— Instructions to follow —
Collect all lines below with the string "block".

===== Given data =====

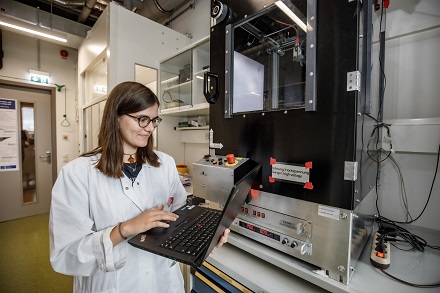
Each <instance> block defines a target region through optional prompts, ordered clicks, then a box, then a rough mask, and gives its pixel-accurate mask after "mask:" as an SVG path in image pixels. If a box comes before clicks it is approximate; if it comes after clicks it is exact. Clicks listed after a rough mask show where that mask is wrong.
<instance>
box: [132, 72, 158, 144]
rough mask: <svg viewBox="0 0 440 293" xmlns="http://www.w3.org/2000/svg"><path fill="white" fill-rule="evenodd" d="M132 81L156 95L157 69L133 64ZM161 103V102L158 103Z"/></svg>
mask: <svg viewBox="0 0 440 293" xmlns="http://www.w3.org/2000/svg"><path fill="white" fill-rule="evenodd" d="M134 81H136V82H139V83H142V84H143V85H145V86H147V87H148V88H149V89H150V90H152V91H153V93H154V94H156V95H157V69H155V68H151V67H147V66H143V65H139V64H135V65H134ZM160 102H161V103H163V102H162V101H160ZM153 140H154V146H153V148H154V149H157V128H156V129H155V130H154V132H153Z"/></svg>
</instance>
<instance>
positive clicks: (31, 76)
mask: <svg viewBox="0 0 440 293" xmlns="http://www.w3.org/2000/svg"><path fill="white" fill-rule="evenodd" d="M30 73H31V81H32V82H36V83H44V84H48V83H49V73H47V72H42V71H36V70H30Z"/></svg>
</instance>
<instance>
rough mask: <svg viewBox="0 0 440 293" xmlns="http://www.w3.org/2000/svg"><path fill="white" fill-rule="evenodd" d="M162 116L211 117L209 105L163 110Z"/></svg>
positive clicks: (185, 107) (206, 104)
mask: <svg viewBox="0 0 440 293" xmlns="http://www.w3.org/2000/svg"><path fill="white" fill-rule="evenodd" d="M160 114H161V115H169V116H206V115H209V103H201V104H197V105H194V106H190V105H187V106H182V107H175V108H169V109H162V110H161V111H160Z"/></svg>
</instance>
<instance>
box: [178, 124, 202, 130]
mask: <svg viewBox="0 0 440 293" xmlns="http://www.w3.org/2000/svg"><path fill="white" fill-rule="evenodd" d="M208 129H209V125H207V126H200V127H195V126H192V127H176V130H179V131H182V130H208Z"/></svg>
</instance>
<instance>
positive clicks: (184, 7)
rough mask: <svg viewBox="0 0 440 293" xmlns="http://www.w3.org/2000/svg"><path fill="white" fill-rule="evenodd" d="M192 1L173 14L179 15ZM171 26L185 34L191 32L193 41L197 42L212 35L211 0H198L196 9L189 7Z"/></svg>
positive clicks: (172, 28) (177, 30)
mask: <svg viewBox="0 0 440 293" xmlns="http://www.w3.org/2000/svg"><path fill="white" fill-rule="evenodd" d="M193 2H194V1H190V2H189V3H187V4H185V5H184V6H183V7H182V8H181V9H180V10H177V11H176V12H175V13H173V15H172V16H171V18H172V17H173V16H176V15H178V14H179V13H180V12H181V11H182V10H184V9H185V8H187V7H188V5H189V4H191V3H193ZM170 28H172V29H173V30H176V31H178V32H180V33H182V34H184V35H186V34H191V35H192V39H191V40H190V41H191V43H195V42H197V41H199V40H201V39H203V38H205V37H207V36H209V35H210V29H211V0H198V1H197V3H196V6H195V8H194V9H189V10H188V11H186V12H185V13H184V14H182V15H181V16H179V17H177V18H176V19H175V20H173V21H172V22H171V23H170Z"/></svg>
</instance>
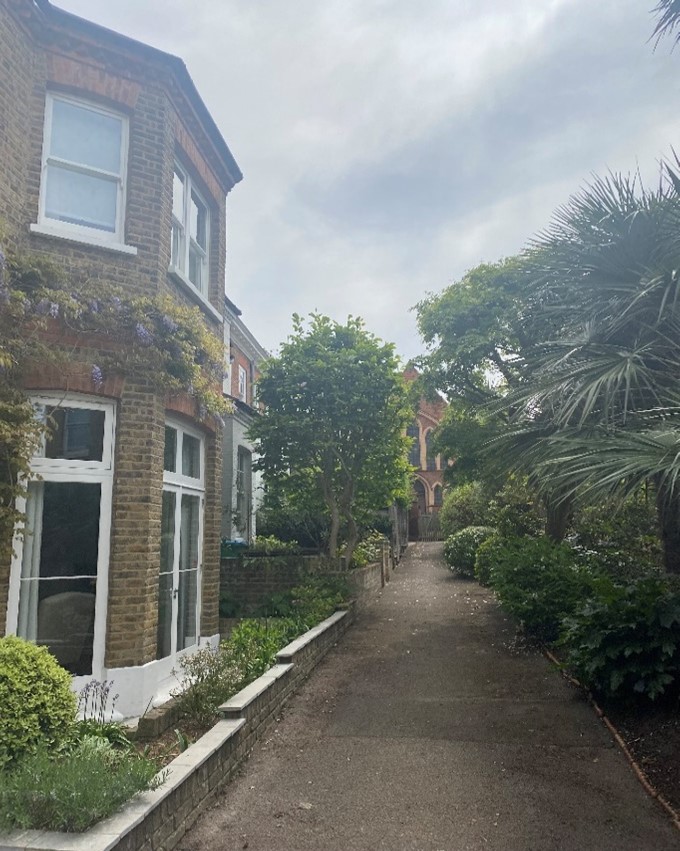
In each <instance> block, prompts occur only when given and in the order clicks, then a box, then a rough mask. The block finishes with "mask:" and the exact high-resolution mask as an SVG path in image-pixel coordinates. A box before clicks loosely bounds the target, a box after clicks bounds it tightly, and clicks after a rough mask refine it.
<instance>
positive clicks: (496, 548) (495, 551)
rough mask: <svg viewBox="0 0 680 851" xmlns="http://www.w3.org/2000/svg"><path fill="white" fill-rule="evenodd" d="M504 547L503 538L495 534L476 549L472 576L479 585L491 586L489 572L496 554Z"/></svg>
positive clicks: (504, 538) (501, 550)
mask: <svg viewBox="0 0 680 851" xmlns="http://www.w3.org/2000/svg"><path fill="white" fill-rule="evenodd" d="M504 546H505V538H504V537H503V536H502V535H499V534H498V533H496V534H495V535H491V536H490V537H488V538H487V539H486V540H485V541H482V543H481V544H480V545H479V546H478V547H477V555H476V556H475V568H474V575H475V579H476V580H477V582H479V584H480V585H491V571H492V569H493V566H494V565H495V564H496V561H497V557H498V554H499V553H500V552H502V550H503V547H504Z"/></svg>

=====
===== Given data =====

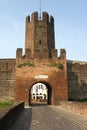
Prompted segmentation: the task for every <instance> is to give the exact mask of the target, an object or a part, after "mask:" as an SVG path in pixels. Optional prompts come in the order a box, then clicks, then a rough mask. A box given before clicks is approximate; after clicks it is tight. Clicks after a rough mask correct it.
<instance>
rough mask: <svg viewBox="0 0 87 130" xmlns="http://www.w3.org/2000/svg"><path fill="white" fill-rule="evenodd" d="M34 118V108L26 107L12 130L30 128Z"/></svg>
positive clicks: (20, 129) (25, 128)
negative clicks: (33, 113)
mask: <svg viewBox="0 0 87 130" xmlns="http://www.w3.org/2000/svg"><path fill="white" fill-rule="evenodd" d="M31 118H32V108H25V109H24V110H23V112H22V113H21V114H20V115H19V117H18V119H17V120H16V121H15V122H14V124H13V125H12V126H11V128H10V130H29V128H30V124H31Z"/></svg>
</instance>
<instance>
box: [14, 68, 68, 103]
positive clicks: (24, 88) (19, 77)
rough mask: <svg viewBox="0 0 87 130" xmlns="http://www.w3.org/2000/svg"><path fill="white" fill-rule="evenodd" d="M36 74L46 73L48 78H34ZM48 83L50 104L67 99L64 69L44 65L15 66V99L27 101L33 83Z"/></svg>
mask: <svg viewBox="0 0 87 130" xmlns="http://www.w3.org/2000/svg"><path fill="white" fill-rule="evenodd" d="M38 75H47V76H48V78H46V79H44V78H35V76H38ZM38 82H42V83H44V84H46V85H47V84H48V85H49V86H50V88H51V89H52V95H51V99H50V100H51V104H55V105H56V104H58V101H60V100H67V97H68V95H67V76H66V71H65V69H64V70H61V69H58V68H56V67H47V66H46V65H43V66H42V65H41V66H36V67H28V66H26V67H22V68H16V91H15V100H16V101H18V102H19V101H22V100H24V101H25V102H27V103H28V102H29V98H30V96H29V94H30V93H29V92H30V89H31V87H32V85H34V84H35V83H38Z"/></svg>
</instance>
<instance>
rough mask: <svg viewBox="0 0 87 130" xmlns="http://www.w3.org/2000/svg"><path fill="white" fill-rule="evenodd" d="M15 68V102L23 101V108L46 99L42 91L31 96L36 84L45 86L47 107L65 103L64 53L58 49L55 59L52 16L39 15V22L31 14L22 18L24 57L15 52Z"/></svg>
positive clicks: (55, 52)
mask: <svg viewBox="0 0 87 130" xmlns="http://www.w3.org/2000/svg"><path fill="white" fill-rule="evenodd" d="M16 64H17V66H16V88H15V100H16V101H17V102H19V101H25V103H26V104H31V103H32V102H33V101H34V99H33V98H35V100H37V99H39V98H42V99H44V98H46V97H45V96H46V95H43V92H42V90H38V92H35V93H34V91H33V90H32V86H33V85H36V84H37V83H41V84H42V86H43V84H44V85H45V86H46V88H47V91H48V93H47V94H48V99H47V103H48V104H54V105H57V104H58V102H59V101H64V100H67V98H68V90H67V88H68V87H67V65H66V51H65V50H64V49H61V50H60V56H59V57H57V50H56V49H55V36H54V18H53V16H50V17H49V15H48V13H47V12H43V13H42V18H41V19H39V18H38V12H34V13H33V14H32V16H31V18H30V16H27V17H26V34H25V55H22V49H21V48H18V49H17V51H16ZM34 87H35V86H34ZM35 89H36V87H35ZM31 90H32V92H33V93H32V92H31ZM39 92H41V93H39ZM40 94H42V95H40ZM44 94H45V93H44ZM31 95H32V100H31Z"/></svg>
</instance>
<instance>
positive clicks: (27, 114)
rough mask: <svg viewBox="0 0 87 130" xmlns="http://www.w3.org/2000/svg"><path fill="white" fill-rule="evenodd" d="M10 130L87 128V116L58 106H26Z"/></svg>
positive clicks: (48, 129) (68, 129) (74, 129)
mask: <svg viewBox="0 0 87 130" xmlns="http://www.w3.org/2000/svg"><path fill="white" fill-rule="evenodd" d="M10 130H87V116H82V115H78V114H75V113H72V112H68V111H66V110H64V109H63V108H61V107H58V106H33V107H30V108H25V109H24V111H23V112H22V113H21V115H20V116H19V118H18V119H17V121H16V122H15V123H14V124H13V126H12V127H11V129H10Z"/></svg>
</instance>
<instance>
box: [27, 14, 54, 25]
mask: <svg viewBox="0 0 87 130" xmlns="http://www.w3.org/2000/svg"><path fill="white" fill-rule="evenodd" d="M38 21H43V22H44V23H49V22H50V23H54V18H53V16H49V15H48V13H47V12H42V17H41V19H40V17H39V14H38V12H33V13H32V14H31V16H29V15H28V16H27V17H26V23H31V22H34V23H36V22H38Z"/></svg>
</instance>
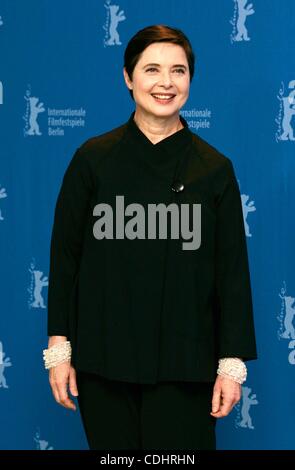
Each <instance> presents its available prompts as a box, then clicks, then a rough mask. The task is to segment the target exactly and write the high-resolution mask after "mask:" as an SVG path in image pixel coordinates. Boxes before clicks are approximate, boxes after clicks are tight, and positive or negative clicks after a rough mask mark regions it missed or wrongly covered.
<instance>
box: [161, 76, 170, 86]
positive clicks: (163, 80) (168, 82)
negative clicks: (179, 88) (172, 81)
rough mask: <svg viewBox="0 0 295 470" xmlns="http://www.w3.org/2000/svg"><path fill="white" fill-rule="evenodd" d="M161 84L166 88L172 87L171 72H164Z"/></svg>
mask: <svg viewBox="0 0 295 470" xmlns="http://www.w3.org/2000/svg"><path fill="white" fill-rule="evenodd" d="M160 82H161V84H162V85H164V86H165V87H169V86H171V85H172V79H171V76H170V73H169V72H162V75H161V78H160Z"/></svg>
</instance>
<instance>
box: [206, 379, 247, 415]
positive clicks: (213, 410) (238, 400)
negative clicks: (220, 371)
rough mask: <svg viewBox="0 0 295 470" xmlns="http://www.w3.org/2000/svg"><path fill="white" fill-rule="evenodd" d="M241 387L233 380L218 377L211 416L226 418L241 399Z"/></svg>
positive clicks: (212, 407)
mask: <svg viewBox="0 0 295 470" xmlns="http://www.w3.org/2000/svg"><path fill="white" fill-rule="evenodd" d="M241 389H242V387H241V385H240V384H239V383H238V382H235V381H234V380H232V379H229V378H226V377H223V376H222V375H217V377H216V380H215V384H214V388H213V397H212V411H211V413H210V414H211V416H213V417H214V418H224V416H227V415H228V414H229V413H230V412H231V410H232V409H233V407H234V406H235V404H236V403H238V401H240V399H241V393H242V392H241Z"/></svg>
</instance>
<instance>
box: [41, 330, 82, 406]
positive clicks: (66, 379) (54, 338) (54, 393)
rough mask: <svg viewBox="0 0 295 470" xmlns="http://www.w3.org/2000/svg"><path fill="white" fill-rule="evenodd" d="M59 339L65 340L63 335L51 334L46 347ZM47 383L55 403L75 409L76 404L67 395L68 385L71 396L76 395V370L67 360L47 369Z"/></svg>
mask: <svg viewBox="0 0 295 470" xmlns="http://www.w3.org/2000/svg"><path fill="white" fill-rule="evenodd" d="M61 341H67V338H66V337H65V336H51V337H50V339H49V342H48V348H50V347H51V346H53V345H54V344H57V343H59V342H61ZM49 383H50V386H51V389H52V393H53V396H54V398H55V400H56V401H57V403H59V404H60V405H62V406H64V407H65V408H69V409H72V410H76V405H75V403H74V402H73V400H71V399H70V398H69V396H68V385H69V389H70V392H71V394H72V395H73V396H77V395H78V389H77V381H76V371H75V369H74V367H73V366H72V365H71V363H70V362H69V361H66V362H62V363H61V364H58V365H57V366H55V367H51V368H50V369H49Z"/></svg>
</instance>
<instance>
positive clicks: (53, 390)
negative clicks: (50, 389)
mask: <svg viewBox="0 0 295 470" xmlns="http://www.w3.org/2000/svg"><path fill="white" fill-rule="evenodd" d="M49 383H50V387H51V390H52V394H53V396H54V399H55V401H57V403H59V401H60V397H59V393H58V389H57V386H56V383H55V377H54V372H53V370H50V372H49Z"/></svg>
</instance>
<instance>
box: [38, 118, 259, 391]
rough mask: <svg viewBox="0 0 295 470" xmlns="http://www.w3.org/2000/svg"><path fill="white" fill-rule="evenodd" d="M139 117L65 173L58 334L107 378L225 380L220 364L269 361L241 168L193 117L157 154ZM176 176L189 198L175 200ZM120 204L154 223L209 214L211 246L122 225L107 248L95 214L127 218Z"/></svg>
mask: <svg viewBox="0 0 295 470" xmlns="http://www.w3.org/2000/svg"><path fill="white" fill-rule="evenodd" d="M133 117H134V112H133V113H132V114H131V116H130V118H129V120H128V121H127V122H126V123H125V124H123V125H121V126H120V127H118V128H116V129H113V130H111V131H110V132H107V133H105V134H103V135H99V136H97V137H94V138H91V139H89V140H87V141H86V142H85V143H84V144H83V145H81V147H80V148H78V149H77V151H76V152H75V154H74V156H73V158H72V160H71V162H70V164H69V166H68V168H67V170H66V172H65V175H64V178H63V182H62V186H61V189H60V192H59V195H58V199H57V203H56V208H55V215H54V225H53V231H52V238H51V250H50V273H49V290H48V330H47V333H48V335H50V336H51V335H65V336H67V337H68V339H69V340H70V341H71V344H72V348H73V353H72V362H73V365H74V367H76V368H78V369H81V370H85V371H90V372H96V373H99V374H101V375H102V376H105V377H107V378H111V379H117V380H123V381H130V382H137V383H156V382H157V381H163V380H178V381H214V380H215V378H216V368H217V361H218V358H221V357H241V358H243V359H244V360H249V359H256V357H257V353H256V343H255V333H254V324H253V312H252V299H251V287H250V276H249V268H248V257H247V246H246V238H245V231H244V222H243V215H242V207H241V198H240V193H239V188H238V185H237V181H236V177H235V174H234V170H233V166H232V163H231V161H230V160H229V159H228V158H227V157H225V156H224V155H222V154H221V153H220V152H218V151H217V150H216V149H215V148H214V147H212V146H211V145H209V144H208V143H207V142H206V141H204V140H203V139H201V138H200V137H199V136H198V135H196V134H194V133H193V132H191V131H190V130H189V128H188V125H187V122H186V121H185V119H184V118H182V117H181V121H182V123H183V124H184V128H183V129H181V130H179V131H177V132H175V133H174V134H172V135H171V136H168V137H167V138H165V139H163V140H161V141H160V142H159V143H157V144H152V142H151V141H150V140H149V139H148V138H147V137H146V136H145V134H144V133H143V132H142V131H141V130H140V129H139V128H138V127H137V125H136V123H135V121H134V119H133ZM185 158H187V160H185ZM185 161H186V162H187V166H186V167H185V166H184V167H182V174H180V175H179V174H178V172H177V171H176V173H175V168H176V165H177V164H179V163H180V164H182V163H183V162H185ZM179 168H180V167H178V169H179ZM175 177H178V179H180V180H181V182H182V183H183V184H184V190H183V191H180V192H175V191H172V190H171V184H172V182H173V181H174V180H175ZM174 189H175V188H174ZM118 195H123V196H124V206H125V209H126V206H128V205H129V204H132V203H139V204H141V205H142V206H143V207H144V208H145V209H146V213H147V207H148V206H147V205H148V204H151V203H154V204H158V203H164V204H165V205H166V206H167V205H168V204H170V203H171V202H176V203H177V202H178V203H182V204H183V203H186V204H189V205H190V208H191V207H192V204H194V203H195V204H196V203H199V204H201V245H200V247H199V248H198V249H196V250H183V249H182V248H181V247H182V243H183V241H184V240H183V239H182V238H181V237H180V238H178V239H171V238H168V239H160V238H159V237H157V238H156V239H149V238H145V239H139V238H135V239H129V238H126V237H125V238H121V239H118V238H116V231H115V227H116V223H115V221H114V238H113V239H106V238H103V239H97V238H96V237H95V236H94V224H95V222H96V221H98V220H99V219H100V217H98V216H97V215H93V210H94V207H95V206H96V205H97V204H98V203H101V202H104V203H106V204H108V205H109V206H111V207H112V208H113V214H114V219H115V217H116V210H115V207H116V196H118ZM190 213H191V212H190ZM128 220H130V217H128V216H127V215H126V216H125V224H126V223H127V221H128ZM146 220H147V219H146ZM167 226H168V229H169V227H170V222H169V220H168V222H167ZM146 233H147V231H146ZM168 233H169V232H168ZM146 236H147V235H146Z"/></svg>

=====

— Answer —
Each <instance> block defines a target region through optional prompts, ordered clicks, then a box, then a rough mask, and gives its pixel-accurate mask after "mask:" as an SVG path in image pixels. If a box comes before clicks it is approximate; if it comes after clicks it is exact. Clicks listed after a rough mask show where that mask is wrong.
In each <instance> block, prompts occur only when given and in the order clicks, then a box, then a rough mask. The block finishes with "mask:" and the exact high-resolution mask as an SVG path in image-pixel coordinates. A box before clicks loosely bounds the target, a box after clicks bounds it tightly, and clicks after a rough mask refine it.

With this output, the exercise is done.